=== Extract ===

By introducing artist made polypore shaped vessels onto trees in High Park, and then encouraging mosses endemic to the area to grow on them, there becomes a collaboration
between the two different species. The symbiosis created by this installation encourages the consideration of where we as humans fit in the forested landscape of a city park.
As creators of objects, o’honey collective encourages public participation through the placing of found natural objects, some encased in wax or string in the polypore founts for the public to “discover”, and documenting objects that might be placed there by passersby. As pedestrians, if we come across something unusual in our daily routine, it creates a shift in our thinking. By placing these partially human made objects in the park, we will create a space for that shift to happen. What are these objects? Are they reverent or irreverent? What or who created them, are they of the tree or placed there by people? How are we to interpret them?
Leslie Putnam leslieputnam.com Instagram @lputnaml
David Bobier vflvibrafusionlab.com Instagram: @vibrafusionlab
#8. Quan Steele – Beetle Art
These hand-made patterns on a fallen tree trunk invites the viewer experience random trails mimicking those made by beetle larvae.
In nature there is often a war between predator and prey which can be intense and hidden. We never see larvae feeding on the narrow cambium layer of trees, the growing part between the bark and the wood. When we see the exposed feeding trails, the battle is over. The beetles have moved on and the tree has died. ‘Beetle Art’ is distinctive and beautiful yet destructive and sad. These unique patterns are often overlooked.
Quan Steele is a multi-media conceptual artist located in Toronto. She has participated in solo, group and juried exhibitions in Greater Toronto for over 25 years. She is a member of Neilson Park Creative Center NPCC, Etobicoke Art Group EAG, Artworks Oakville and Ontario Society of Artist OSA. Quan’s work has won numerous awards. Her work includes painting, drawing, sculpting, land art and site-specific installations. Her work is not restricted by size and medium and can be permanent or ephemeral, virtualized, inside or outdoors. Her subject matter is concerned with the environment, social Interactions and relationship between man and nature.
quansteele.ca Instagam: @quansteele_art
#9. Raven Grove Collective -arAchnos: spectre of the forest
Arachno Spirit is a sculpture crafted from found materials, plant life, paper-mache and chicken wire. It embodies the coalescence between abandoned material and biological growth; that which has been discarded becomes revived through new life. This installation piece takes the form of a spider forest god, solemnly existing on its grassy hill. Its stature is meant to interact with light and shadow occurring at different times of the day. The symbol of the spider relates to calmness, as it sits and awaits its prey. Yet this form also implies an intricacy and self-sufficiency, given that the spider both weaves and is woven from discarded material and evolving plant life. Artist Michael Bohonos aims to create a work which incites dialogue between viewers, as well as creating experiences that connect us both with the discarded and decaying, and with the revived and organic.
Ravengrove is an anarchist art collective based out of Toronto, Ontario. The artists working out of this collective specialize in found object art, wax sculpting, and installation pieces. Ravengrove was first developed as a place for like minded artists, musicians and creatives to gather and create art, music, literature, and ideas. The mindset behind this organization is to subvert traditional standards and expectations of art itself, while critically engaging with capitalist media objects. A major goal of the collective is to create spaces for critical thought, creative expression and community.

=== Information supplied ===

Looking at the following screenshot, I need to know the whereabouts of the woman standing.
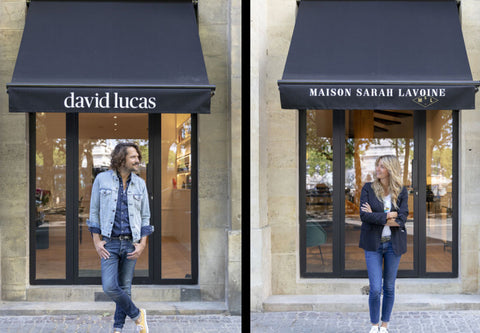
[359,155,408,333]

===
=== Information supplied ===

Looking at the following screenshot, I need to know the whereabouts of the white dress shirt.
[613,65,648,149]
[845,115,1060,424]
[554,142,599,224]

===

▶ _What to work on_:
**A)** Say whether each statement agrees with the installation descriptions, answering yes or no and quoting the words of the text that decide it. (i) Quan Steele has taken part in exhibitions in Greater Toronto for more than 25 years. (ii) The Arachno Spirit sculpture takes the form of a bird. (iii) The mosses grown on the polypore vessels come from outside the area.
**B)** Copy the part of the installation descriptions starting with "Leslie Putnam leslieputnam.com" and going on through "are often overlooked.".

▶ _Solutions_:
**A)**
(i) Yes: "She has participated in solo, group and juried exhibitions in Greater Toronto for over 25 years."
(ii) No: "This installation piece takes the form of a spider forest god"
(iii) No: "encouraging mosses endemic to the area to grow on them"

**B)**
Leslie Putnam leslieputnam.com Instagram @lputnaml
David Bobier vflvibrafusionlab.com Instagram: @vibrafusionlab
#8. Quan Steele – Beetle Art
These hand-made patterns on a fallen tree trunk invites the viewer experience random trails mimicking those made by beetle larvae.
In nature there is often a war between predator and prey which can be intense and hidden. We never see larvae feeding on the narrow cambium layer of trees, the growing part between the bark and the wood. When we see the exposed feeding trails, the battle is over. The beetles have moved on and the tree has died. ‘Beetle Art’ is distinctive and beautiful yet destructive and sad. These unique patterns are often overlooked.